▸ 练习说明
把下面条目中所有含有字符串“pixels”的行一行不落地照抄列出。

----- 给定数据 -----

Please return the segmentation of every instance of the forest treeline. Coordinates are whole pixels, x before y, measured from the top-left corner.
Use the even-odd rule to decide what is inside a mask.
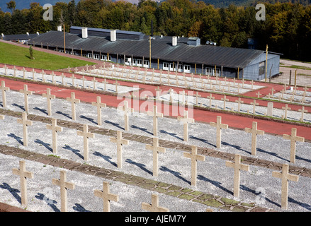
[[[257,49],[281,53],[282,57],[311,61],[311,6],[295,3],[264,3],[266,20],[256,20],[255,6],[216,8],[195,0],[167,0],[157,3],[140,0],[138,4],[109,0],[74,0],[53,6],[53,20],[44,20],[43,6],[32,3],[11,12],[0,10],[0,32],[45,32],[64,24],[119,29],[154,35],[196,36],[201,44],[247,48],[247,39],[257,41]]]

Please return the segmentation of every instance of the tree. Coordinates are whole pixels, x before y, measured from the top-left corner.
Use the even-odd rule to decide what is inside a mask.
[[[10,1],[9,2],[6,3],[6,8],[10,9],[13,12],[15,11],[15,8],[16,7],[16,4],[15,1]]]
[[[29,47],[29,55],[30,55],[30,59],[35,59],[35,57],[33,56],[33,47],[31,45]]]

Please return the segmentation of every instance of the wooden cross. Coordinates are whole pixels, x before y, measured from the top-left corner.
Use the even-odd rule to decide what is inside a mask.
[[[74,76],[72,75],[71,78],[72,79],[72,85],[74,86],[74,79],[76,78],[76,77],[74,77]]]
[[[122,138],[121,131],[117,131],[117,138],[111,137],[110,141],[117,144],[118,168],[122,168],[122,145],[128,145],[129,141]]]
[[[142,203],[142,209],[149,212],[169,212],[169,209],[159,206],[159,196],[156,194],[152,194],[151,204]]]
[[[103,199],[103,212],[110,212],[111,201],[119,201],[119,196],[111,194],[109,190],[109,184],[106,182],[103,182],[103,191],[94,190],[94,196]]]
[[[174,90],[171,88],[170,88],[169,90],[169,102],[171,103],[173,102],[172,94],[174,94]]]
[[[153,117],[153,136],[158,136],[158,117],[163,118],[163,114],[157,112],[157,105],[153,106],[153,112],[147,112],[147,114],[149,116]]]
[[[93,77],[93,90],[94,90],[96,88],[96,82],[97,82],[96,78],[95,78],[95,77]]]
[[[285,104],[285,107],[282,107],[282,109],[285,109],[285,113],[284,113],[283,118],[285,119],[287,119],[287,111],[291,109],[291,108],[290,107],[288,107],[288,105],[287,104]]]
[[[286,140],[290,140],[290,162],[295,163],[296,155],[296,141],[305,142],[305,138],[297,136],[296,128],[292,128],[291,135],[283,134],[283,138]]]
[[[29,171],[26,171],[25,161],[19,161],[19,170],[13,168],[13,174],[20,177],[21,181],[21,204],[23,206],[28,205],[28,195],[27,195],[27,178],[33,179],[33,173]]]
[[[253,89],[254,88],[254,80],[251,81],[251,89]]]
[[[160,92],[162,90],[160,89],[160,88],[158,86],[156,89],[156,97],[157,98],[159,98],[160,97]]]
[[[52,119],[52,125],[47,125],[47,129],[52,130],[53,153],[57,153],[57,132],[62,132],[62,127],[57,126],[57,119]]]
[[[23,143],[24,146],[28,145],[28,126],[33,125],[33,121],[27,120],[27,113],[23,112],[22,119],[18,119],[17,123],[23,124]]]
[[[241,104],[244,103],[244,102],[241,100],[241,97],[239,97],[239,100],[236,100],[235,102],[237,102],[237,111],[239,112],[241,110]]]
[[[83,88],[84,88],[85,87],[85,81],[87,81],[87,79],[84,78],[84,76],[83,76],[82,78],[81,78],[81,80],[82,81],[82,86],[83,86]]]
[[[109,84],[109,83],[106,81],[106,78],[104,78],[103,83],[103,90],[106,91],[106,90],[107,90],[106,85]]]
[[[261,94],[261,93],[259,93],[259,91],[258,91],[258,93],[257,93],[256,95],[257,95],[257,97],[258,97],[258,98],[260,98],[260,96],[262,95],[262,94]]]
[[[158,177],[159,175],[159,162],[158,155],[159,153],[165,153],[166,148],[159,146],[159,138],[154,137],[152,139],[152,145],[146,145],[146,149],[152,150],[153,154],[153,176]]]
[[[72,92],[71,97],[67,97],[66,100],[72,102],[72,120],[76,120],[76,103],[79,103],[80,100],[76,99],[74,92]]]
[[[6,66],[6,64],[4,64],[4,75],[6,76],[6,70],[8,69],[8,67]]]
[[[288,164],[282,165],[282,172],[273,172],[272,177],[282,179],[282,186],[281,193],[281,207],[282,209],[287,210],[288,198],[288,180],[298,182],[299,177],[288,174]]]
[[[47,114],[48,116],[52,115],[52,105],[51,105],[51,100],[55,99],[55,95],[51,95],[51,89],[47,88],[47,93],[43,93],[43,97],[47,97]]]
[[[210,96],[208,97],[210,98],[210,108],[211,108],[212,107],[212,99],[215,99],[215,97],[212,96],[211,93],[210,93]]]
[[[194,123],[194,119],[188,118],[188,111],[183,111],[183,117],[178,117],[177,119],[183,124],[183,141],[188,141],[188,124]]]
[[[6,83],[4,81],[1,81],[1,86],[0,86],[0,90],[2,90],[2,106],[4,107],[6,107],[6,92],[9,91],[10,88],[9,87],[6,87]]]
[[[205,161],[204,155],[198,155],[198,147],[191,146],[191,153],[183,153],[183,157],[191,159],[191,186],[196,186],[197,162]]]
[[[23,79],[25,79],[25,72],[26,72],[25,68],[23,67]]]
[[[97,124],[101,126],[101,108],[106,107],[106,104],[101,103],[101,97],[97,97],[97,102],[92,102],[92,105],[97,107]]]
[[[62,212],[67,212],[67,189],[74,189],[75,184],[74,183],[66,182],[66,171],[60,171],[60,179],[55,178],[52,179],[52,183],[54,185],[60,186],[60,200]]]
[[[239,196],[239,178],[240,170],[244,171],[249,170],[249,165],[241,164],[241,155],[238,154],[234,155],[234,162],[226,161],[226,167],[234,169],[234,185],[233,185],[233,196],[234,197]]]
[[[66,77],[65,76],[64,76],[64,73],[62,72],[62,75],[60,76],[62,77],[62,84],[63,85],[64,85],[64,78]]]
[[[221,98],[221,100],[223,100],[223,101],[224,101],[224,110],[225,110],[225,109],[226,109],[226,101],[227,101],[227,100],[229,100],[229,99],[227,99],[227,98],[226,98],[226,95],[224,95],[224,97],[223,97],[223,98]]]
[[[198,92],[196,92],[195,96],[196,96],[196,105],[198,105],[198,97],[200,97],[201,95],[198,94]]]
[[[25,110],[28,112],[29,112],[29,107],[28,107],[28,95],[33,95],[33,91],[28,91],[28,85],[24,84],[24,89],[20,90],[19,92],[21,93],[24,94],[24,100],[25,100]]]
[[[83,125],[83,131],[77,131],[77,134],[78,136],[83,136],[83,150],[84,150],[84,158],[85,161],[89,160],[89,138],[94,138],[94,134],[89,132],[89,126],[86,124]]]
[[[305,110],[305,106],[302,106],[301,109],[298,109],[298,112],[301,112],[300,121],[303,121],[303,114],[307,113],[307,110]]]
[[[256,105],[259,105],[259,104],[256,102],[256,100],[254,100],[254,102],[251,102],[251,105],[253,105],[253,114],[255,114],[255,107]]]
[[[217,122],[215,123],[213,121],[211,121],[210,123],[210,126],[213,127],[216,127],[216,147],[217,148],[221,148],[221,129],[228,129],[228,125],[227,124],[222,124],[221,123],[221,117],[217,116]]]
[[[118,85],[120,85],[120,83],[118,83],[118,81],[115,81],[115,83],[114,83],[113,85],[115,85],[115,93],[118,93]]]
[[[118,109],[119,110],[124,112],[124,130],[128,131],[129,130],[128,113],[134,112],[134,109],[128,107],[128,103],[127,101],[124,101],[123,107],[118,107]]]
[[[252,128],[245,128],[245,132],[251,133],[251,155],[256,155],[257,148],[257,134],[264,135],[264,131],[262,130],[257,130],[257,122],[253,121]]]

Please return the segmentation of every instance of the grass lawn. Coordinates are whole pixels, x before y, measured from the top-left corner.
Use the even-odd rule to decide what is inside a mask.
[[[57,70],[95,64],[94,63],[61,56],[33,49],[35,59],[30,59],[29,47],[25,48],[7,43],[0,42],[0,63],[20,66]]]

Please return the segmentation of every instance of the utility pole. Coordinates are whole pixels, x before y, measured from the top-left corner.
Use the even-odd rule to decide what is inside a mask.
[[[268,44],[266,45],[266,75],[264,78],[265,82],[267,81],[267,69],[268,69]]]
[[[65,34],[64,34],[64,23],[63,25],[63,29],[64,29],[64,52],[66,53],[66,40],[65,40]]]

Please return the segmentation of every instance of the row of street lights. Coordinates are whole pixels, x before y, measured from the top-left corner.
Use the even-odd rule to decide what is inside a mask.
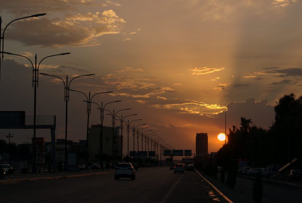
[[[29,58],[28,58],[27,57],[26,57],[26,56],[22,56],[22,55],[19,55],[19,54],[13,54],[13,53],[10,53],[10,52],[4,52],[4,33],[5,33],[5,30],[6,30],[7,28],[7,27],[11,23],[12,23],[13,22],[14,22],[14,21],[16,21],[16,20],[18,20],[22,19],[24,19],[24,18],[27,18],[33,17],[38,17],[38,16],[43,16],[43,15],[46,15],[46,14],[45,14],[45,13],[39,14],[35,14],[35,15],[32,15],[31,16],[27,16],[27,17],[21,17],[21,18],[18,18],[17,19],[15,19],[15,20],[13,20],[11,22],[10,22],[9,23],[8,23],[6,25],[6,26],[5,27],[5,28],[4,29],[4,30],[3,30],[3,32],[2,33],[2,37],[1,37],[1,35],[0,35],[0,37],[1,37],[1,38],[0,38],[0,46],[1,46],[1,39],[2,39],[2,52],[1,52],[1,53],[2,53],[2,61],[3,61],[3,54],[8,54],[15,55],[16,55],[16,56],[20,56],[20,57],[21,57],[25,58],[27,59],[27,60],[28,60],[30,61],[30,62],[31,62],[31,64],[32,66],[32,67],[33,67],[33,88],[34,88],[34,141],[35,140],[35,139],[36,139],[36,92],[37,92],[37,88],[38,87],[38,85],[39,68],[39,66],[40,66],[40,64],[41,63],[41,62],[42,62],[42,61],[44,59],[46,59],[46,58],[48,58],[48,57],[53,57],[53,56],[56,56],[61,55],[66,55],[66,54],[70,54],[70,52],[68,52],[68,53],[61,53],[61,54],[55,54],[55,55],[51,55],[51,56],[48,56],[45,57],[44,58],[43,58],[42,60],[41,60],[40,61],[40,62],[38,63],[37,67],[37,54],[36,54],[36,55],[35,55],[35,66],[34,66],[34,65],[33,65],[33,63],[32,63],[32,62],[30,60],[30,59]],[[0,30],[1,30],[1,26],[2,23],[2,18],[1,18],[1,16],[0,16]],[[1,72],[1,61],[0,61],[0,72]],[[83,94],[85,95],[85,97],[86,97],[86,98],[87,99],[87,100],[83,100],[83,101],[85,101],[85,102],[87,102],[87,115],[88,115],[88,117],[87,117],[87,134],[86,134],[86,147],[87,147],[87,149],[88,149],[88,128],[89,128],[89,114],[90,114],[91,112],[91,103],[96,103],[97,104],[98,106],[99,107],[100,107],[99,108],[98,108],[98,109],[100,109],[100,110],[101,110],[101,118],[101,118],[101,136],[102,136],[102,135],[103,135],[103,134],[103,134],[103,121],[104,120],[104,110],[106,110],[107,111],[108,111],[109,112],[110,112],[111,114],[108,114],[108,115],[111,115],[112,116],[112,128],[113,128],[113,140],[112,140],[112,161],[113,161],[113,157],[114,157],[114,140],[115,140],[114,139],[114,125],[115,125],[115,117],[116,116],[116,117],[117,117],[118,118],[119,118],[120,119],[119,120],[120,120],[120,121],[121,129],[121,159],[122,160],[122,142],[123,142],[123,140],[122,140],[122,139],[123,139],[122,132],[123,132],[123,125],[125,125],[124,124],[124,122],[126,122],[125,121],[124,121],[124,119],[126,117],[127,117],[128,116],[132,116],[132,115],[137,115],[137,114],[132,114],[132,115],[127,115],[127,116],[126,116],[124,117],[124,118],[123,118],[123,115],[122,115],[122,116],[121,116],[121,118],[120,118],[118,116],[117,116],[117,115],[116,115],[117,113],[118,112],[119,112],[121,111],[127,110],[130,110],[130,109],[121,109],[121,110],[119,110],[115,112],[114,112],[114,109],[113,109],[113,112],[111,112],[110,111],[109,111],[109,110],[105,109],[104,109],[105,107],[105,106],[106,106],[107,104],[108,104],[110,103],[114,103],[114,102],[120,102],[120,101],[121,101],[121,100],[116,101],[113,101],[113,102],[109,102],[108,103],[107,103],[104,106],[104,107],[103,106],[103,102],[102,102],[101,106],[100,106],[100,105],[99,105],[97,103],[95,103],[95,102],[92,102],[92,99],[94,97],[94,96],[95,96],[97,94],[103,94],[103,93],[110,93],[112,92],[112,91],[108,91],[108,92],[101,92],[101,93],[96,93],[96,94],[95,94],[93,96],[92,96],[92,97],[91,97],[91,98],[90,98],[90,92],[89,92],[89,96],[88,97],[87,97],[87,95],[86,95],[86,94],[85,94],[85,93],[83,93],[83,92],[80,92],[80,91],[77,91],[77,90],[74,90],[71,89],[70,89],[70,88],[69,87],[70,87],[70,83],[71,83],[71,82],[73,80],[74,80],[74,79],[75,79],[76,78],[78,78],[80,77],[83,77],[83,76],[91,76],[91,75],[94,75],[95,74],[87,74],[87,75],[80,75],[80,76],[77,76],[77,77],[75,77],[73,78],[72,78],[70,80],[70,81],[69,82],[69,83],[68,83],[68,75],[66,75],[66,83],[65,83],[65,82],[64,82],[64,80],[63,79],[62,79],[62,78],[61,78],[60,77],[59,77],[58,76],[56,76],[56,75],[50,75],[50,74],[47,74],[47,73],[40,73],[40,74],[41,74],[41,75],[48,75],[48,76],[52,76],[52,77],[55,77],[59,78],[63,82],[63,83],[64,84],[64,102],[66,102],[65,143],[65,164],[64,164],[64,171],[67,171],[68,170],[68,169],[67,168],[67,163],[66,163],[66,161],[67,161],[67,120],[68,120],[68,118],[67,118],[67,117],[67,117],[67,115],[68,115],[68,102],[69,101],[69,90],[70,90],[70,91],[76,91],[76,92],[79,92],[79,93],[82,93],[82,94]],[[0,72],[0,78],[1,78],[1,72]],[[68,100],[68,101],[67,101],[67,100]],[[132,128],[132,126],[130,125],[130,124],[131,124],[131,123],[132,122],[133,122],[133,121],[137,121],[140,120],[142,120],[141,119],[139,119],[135,120],[132,121],[131,121],[130,122],[129,122],[129,120],[128,120],[128,122],[127,123],[126,123],[126,125],[127,125],[127,134],[128,134],[127,155],[128,155],[129,154],[129,133],[130,132],[130,127],[131,127],[131,128],[132,128],[133,131],[133,152],[134,151],[134,139],[135,139],[135,131],[136,131],[137,133],[137,149],[138,149],[138,151],[139,151],[139,150],[138,150],[138,149],[139,149],[139,143],[139,143],[139,136],[140,136],[140,131],[141,130],[142,130],[143,129],[147,128],[149,128],[149,127],[146,127],[143,128],[140,128],[140,129],[139,129],[139,128],[138,128],[138,127],[139,126],[141,126],[141,125],[146,125],[146,124],[140,124],[140,125],[137,125],[137,126],[135,126],[135,125],[133,125],[133,128]],[[151,137],[152,136],[154,136],[156,135],[151,135],[149,137],[148,135],[149,134],[154,134],[155,133],[149,133],[149,134],[147,134],[147,135],[145,135],[144,136],[144,134],[145,134],[147,132],[149,132],[149,131],[153,131],[152,130],[149,130],[149,131],[145,131],[144,132],[142,132],[142,132],[141,132],[141,134],[142,134],[142,135],[141,135],[141,136],[142,136],[142,151],[143,151],[143,139],[144,137],[145,137],[145,149],[146,150],[146,143],[147,143],[147,141],[148,143],[148,151],[149,151],[149,140],[150,140],[151,141],[151,149],[152,149],[152,143],[153,143],[153,142],[154,142],[155,149],[155,145],[156,145],[156,143],[157,144],[157,145],[158,145],[158,144],[159,144],[159,143],[160,143],[161,142],[163,142],[163,141],[159,141],[160,140],[162,140],[162,139],[158,139],[157,140],[155,140],[155,138],[156,138],[155,137],[154,138],[154,140],[153,140],[153,139],[151,138]],[[35,152],[36,152],[35,144],[36,143],[35,143],[35,142],[34,141],[34,142],[33,142],[33,151],[34,155],[33,156],[33,163],[32,165],[32,171],[33,171],[33,173],[36,173],[37,172],[37,168],[36,168],[36,156],[35,156]],[[100,139],[100,149],[101,149],[101,139]],[[158,145],[157,146],[157,147],[158,147]]]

-----

▸ 答案
Please return the segmentation of every instance of the forest treeline. Coordinates are whole pixels, x before y, measured from the top-left corner.
Please return the segmentation of every instance of the tree. Coordinates are whole pixels, x before y, measured from the top-left corner.
Please return the segmentation of every instance of the wooden cross. Coordinates are whole pixels, x before y, measured from the top-left corner.
Please return the segmentation of every instance of the grass lawn. Coordinates are whole pixels, x before y, measured from the top-left corner.
Please return the segmentation of every instance of the utility pole. Coordinates are whole pixels, x before y, measured from the top-left corner.
Please return the segmentation of every instance of the row of street lights. Coordinates are whole pixels, x before y, measured from the top-left corner.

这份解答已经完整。